■ TASK: Can you write out the spaCy notebook text in full, word for word?

■ SUPPLIED TEXT:
In [None]:
#| hide
#| default_exp pretrained_models

In [None]:
#| hide
%matplotlib inline
from nbdev.showdoc import *

In [None]:
#| export
import spacy
from IPython.display import display_html
import tabulate
import stanza
import spacy_stanza

# NLP with pre-trained models: spaCy and Stanford NLP
(follows: )

In [None]:
#| export
en = spacy.load('en_core_web_sm')

In [None]:
#| export
text = ("Donald John Trump (born June 14, 1946) is the 45th and former president of "
        "the United States.  Before entering politics, he was a businessman and television personality.")

print(f"Type of text: {type(text)}")
print(f"Length of text: {len(text)}")

Type of text: <class 'str'>
Length of text: 169


By applying the spaCy model we assigned to the variable `en`. We can generate a processed document wit spaCy, `doc_en` that has sentences and tokens:

In [None]:
#| export
doc_en = en(text)

In [None]:
#| export
list(doc_en.sents)

[Boundary annotation records]
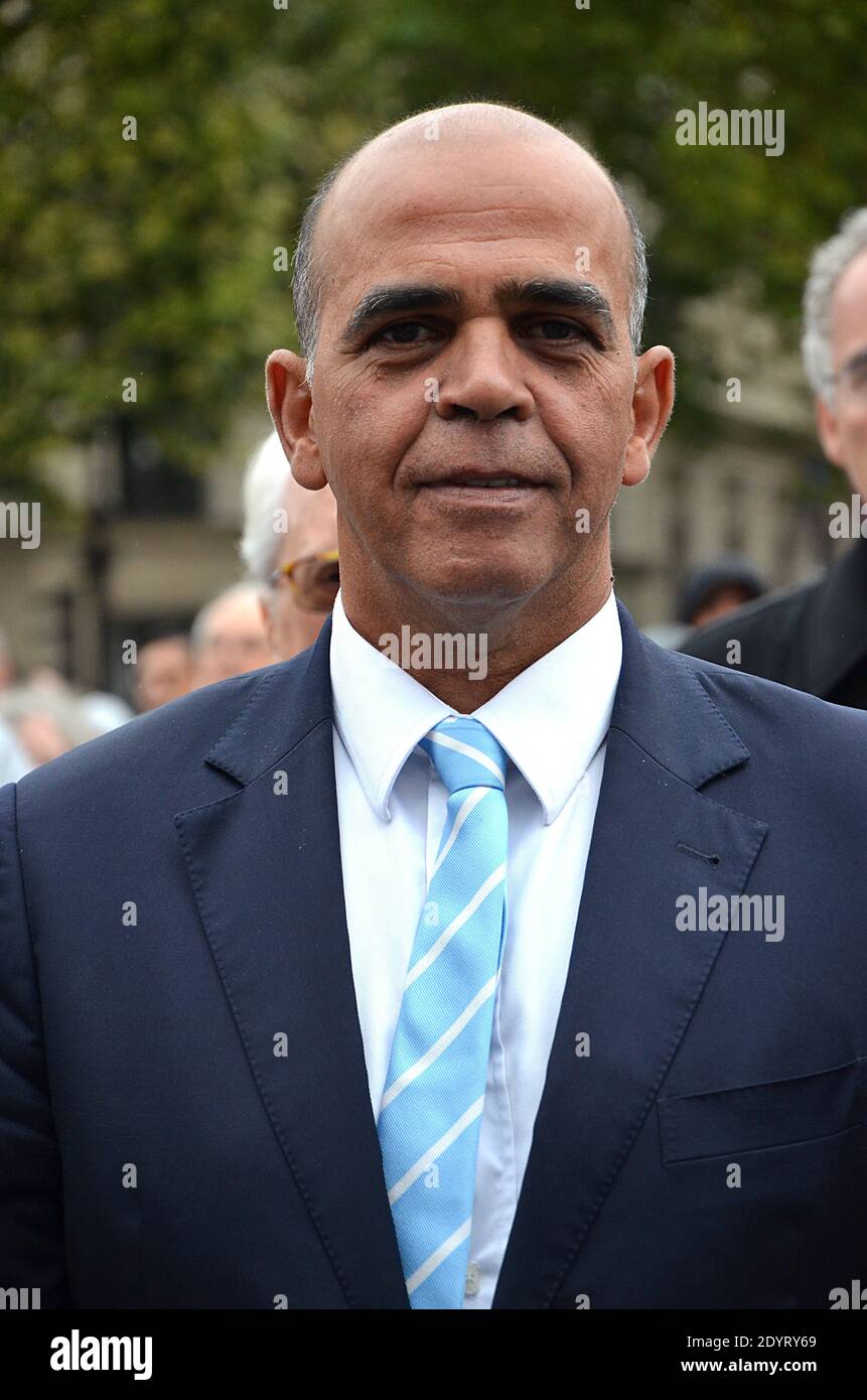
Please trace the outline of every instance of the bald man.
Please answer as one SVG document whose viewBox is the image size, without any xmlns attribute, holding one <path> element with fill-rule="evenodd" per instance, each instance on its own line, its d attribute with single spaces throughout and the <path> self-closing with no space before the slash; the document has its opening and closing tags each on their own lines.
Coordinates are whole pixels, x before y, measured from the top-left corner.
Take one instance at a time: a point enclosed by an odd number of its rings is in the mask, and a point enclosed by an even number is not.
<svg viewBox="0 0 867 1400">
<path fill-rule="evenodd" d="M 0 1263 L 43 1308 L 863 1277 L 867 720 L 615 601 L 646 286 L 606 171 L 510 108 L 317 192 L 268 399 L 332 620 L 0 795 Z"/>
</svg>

==

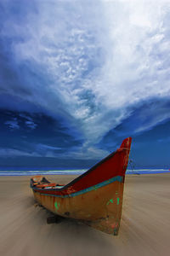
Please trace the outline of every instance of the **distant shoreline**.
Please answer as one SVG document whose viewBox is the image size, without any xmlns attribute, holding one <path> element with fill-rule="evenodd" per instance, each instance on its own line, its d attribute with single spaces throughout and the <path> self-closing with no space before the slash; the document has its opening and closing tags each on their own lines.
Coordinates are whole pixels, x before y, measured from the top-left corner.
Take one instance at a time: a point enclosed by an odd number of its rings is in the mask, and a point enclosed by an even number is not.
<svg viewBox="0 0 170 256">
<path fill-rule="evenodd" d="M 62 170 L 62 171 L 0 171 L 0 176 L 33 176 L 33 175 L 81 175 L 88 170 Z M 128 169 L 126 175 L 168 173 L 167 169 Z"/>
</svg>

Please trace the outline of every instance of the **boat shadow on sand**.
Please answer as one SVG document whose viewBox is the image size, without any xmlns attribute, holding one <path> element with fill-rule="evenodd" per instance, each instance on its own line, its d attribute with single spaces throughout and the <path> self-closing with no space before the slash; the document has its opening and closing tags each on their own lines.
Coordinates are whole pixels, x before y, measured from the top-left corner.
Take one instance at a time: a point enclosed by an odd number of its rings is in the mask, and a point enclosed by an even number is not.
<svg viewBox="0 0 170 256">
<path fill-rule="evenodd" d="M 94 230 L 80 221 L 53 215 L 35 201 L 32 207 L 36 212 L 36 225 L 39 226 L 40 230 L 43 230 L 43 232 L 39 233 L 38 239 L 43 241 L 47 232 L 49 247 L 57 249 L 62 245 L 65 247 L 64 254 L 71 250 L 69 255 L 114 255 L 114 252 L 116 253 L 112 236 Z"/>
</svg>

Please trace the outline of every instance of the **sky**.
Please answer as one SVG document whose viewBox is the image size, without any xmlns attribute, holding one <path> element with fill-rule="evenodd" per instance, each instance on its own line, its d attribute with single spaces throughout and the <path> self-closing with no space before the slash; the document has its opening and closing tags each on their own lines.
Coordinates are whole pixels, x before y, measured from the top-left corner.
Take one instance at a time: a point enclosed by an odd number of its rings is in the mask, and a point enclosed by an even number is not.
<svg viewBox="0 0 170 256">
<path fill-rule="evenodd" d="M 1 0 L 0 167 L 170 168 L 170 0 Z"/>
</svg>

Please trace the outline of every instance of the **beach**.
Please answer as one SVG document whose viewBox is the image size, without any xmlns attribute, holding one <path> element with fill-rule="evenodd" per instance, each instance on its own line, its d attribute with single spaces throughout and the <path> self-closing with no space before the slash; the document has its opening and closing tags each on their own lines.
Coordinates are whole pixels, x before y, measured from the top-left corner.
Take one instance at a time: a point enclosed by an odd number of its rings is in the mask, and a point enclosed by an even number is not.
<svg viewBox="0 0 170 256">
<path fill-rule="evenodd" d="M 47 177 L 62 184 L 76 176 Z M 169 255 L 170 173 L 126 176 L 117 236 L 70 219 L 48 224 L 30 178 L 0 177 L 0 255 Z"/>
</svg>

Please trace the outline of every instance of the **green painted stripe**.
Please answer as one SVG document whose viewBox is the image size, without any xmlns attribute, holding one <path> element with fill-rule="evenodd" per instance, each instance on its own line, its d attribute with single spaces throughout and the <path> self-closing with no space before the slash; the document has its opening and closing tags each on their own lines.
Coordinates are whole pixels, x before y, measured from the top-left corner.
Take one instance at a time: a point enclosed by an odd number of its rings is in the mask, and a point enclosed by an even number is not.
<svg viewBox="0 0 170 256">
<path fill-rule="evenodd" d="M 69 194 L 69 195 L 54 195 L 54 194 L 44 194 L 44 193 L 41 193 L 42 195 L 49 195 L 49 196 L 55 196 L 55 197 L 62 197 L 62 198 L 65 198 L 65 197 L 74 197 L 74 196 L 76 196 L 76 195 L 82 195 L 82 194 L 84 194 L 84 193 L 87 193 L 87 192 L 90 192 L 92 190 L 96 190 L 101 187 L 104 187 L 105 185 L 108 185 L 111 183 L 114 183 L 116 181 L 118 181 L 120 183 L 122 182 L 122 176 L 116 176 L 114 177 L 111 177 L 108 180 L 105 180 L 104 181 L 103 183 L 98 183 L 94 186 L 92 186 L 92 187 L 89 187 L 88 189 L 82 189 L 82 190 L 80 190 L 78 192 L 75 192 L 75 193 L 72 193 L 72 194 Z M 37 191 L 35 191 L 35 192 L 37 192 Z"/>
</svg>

■ WORKED SOLUTION:
In [None]:
#| hide
#| default_exp pretrained_models

In [None]:
#| hide
%matplotlib inline
from nbdev.showdoc import *

In [None]:
#| export
import spacy
from IPython.display import display_html
import tabulate
import stanza
import spacy_stanza

# NLP with pre-trained models: spaCy and Stanford NLP
(follows: )

In [None]:
#| export
en = spacy.load('en_core_web_sm')

In [None]:
#| export
text = ("Donald John Trump (born June 14, 1946) is the 45th and former president of "
        "the United States.  Before entering politics, he was a businessman and television personality.")

print(f"Type of text: {type(text)}")
print(f"Length of text: {len(text)}")

Type of text: <class 'str'>
Length of text: 169


By applying the spaCy model we assigned to the variable `en`. We can generate a processed document wit spaCy, `doc_en` that has sentences and tokens:

In [None]:
#| export
doc_en = en(text)

In [None]:
#| export
list(doc_en.sents)